### Task details
Nothing but an exact copy is wanted here: the line with "Task: put a single marker on each instance of the green" and all the lines that follow it in the entries below.
·····
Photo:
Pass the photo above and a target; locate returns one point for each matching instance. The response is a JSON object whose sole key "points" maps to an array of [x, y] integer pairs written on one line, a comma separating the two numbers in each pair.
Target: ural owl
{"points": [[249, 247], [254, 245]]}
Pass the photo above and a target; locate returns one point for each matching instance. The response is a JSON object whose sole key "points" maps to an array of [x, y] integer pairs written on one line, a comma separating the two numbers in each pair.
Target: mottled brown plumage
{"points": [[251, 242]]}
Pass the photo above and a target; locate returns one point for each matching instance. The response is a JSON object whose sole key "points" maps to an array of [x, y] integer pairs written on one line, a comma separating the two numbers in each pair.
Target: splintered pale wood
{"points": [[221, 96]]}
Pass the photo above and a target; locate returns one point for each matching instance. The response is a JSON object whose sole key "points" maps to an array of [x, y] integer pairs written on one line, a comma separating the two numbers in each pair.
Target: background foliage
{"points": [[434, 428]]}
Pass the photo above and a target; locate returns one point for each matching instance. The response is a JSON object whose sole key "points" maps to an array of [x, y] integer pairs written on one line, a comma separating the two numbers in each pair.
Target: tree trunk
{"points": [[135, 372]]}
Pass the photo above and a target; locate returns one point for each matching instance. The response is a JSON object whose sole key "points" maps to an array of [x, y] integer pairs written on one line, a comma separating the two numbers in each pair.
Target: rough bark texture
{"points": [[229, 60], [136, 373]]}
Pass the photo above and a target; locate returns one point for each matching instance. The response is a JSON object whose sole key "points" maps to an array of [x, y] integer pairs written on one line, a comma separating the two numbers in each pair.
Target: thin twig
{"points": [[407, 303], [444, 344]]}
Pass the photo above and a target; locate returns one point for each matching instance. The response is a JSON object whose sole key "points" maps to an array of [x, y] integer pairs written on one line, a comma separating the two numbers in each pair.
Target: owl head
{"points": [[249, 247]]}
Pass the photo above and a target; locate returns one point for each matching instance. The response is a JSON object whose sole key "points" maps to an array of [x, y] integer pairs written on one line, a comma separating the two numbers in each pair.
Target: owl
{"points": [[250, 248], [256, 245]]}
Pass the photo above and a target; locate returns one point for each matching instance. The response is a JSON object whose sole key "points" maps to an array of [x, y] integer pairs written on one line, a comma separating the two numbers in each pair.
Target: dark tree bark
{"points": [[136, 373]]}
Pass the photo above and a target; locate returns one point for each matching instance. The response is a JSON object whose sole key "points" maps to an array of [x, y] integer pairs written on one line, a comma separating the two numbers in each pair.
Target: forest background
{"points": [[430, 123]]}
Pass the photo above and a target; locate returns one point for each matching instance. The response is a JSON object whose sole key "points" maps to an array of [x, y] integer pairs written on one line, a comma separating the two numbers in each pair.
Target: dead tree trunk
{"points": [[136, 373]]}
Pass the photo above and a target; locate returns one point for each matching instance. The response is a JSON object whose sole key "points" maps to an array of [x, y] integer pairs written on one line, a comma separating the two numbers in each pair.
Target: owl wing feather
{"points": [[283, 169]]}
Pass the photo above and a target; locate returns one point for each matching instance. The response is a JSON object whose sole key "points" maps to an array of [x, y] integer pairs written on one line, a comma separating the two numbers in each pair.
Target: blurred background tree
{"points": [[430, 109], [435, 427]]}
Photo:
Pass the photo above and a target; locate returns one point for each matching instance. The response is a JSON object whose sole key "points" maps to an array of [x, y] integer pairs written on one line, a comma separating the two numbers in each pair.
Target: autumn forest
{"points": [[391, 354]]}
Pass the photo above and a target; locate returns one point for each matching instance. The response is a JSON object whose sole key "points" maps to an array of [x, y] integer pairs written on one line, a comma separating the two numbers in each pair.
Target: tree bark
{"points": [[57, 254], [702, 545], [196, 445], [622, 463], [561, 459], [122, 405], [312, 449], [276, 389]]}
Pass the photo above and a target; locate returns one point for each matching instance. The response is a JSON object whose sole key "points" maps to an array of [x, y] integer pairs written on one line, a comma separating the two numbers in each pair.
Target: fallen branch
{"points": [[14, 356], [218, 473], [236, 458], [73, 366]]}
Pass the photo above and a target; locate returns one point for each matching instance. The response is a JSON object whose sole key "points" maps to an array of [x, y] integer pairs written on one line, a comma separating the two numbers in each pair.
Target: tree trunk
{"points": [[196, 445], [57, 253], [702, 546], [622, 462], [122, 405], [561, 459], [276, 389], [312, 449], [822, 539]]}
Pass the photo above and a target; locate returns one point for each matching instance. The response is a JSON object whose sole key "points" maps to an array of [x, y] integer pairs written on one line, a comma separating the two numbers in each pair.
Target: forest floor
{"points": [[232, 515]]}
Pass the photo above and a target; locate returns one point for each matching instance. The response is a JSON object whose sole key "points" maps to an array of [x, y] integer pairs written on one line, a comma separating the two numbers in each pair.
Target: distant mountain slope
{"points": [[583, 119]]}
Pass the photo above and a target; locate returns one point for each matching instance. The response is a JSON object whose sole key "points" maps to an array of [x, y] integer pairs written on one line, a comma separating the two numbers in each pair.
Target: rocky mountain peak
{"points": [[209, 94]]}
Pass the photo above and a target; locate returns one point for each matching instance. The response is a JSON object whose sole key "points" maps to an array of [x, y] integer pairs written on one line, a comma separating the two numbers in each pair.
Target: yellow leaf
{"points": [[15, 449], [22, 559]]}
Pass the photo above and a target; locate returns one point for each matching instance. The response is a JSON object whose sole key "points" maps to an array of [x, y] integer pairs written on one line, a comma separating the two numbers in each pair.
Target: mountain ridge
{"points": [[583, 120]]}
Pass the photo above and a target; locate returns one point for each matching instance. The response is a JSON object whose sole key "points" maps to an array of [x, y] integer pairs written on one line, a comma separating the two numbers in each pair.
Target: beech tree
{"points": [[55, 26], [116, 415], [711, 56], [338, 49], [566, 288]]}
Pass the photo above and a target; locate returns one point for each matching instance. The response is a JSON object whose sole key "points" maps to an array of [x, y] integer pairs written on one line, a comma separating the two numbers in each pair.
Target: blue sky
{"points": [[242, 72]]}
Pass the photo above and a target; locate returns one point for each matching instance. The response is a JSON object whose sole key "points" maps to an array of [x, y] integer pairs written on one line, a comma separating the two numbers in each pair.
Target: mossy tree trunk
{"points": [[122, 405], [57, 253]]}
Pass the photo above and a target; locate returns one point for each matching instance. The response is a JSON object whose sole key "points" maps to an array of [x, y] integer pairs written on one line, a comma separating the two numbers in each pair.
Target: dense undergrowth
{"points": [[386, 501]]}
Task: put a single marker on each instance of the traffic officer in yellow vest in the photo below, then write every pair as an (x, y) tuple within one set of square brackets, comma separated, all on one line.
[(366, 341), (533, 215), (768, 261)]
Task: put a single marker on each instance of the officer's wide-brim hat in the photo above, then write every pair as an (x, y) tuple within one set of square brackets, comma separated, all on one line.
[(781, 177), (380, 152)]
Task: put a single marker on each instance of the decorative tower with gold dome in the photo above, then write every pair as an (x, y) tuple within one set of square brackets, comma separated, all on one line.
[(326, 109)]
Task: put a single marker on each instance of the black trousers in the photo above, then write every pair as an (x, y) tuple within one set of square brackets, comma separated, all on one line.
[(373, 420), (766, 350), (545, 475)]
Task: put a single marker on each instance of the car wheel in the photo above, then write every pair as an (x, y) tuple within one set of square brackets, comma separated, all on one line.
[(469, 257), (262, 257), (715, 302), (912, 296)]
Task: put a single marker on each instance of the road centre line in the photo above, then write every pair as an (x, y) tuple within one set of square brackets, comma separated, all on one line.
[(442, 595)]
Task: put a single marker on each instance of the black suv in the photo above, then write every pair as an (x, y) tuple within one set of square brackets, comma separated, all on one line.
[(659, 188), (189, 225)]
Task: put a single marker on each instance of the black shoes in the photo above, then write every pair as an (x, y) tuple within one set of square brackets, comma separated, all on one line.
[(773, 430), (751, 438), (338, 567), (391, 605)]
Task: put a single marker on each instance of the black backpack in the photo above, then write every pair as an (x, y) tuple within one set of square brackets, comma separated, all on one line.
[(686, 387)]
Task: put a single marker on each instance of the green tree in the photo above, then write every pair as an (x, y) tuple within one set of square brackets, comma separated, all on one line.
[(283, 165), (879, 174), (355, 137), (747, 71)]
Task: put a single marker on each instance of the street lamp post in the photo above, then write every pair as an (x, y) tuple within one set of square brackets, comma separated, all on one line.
·····
### Finished exercise
Task: put a single marker on each instance of the green tree in the photo above, then write every pair as an (x, y) tuple within one set of square brackets, comma separated, all on one line.
[(283, 165), (879, 174), (355, 137), (747, 71)]
Task: put a single marker on each instance of the street lamp post in the photo above, then write every pair as an (x, y) tuple within one set of square brackets, comma separated, all on one line.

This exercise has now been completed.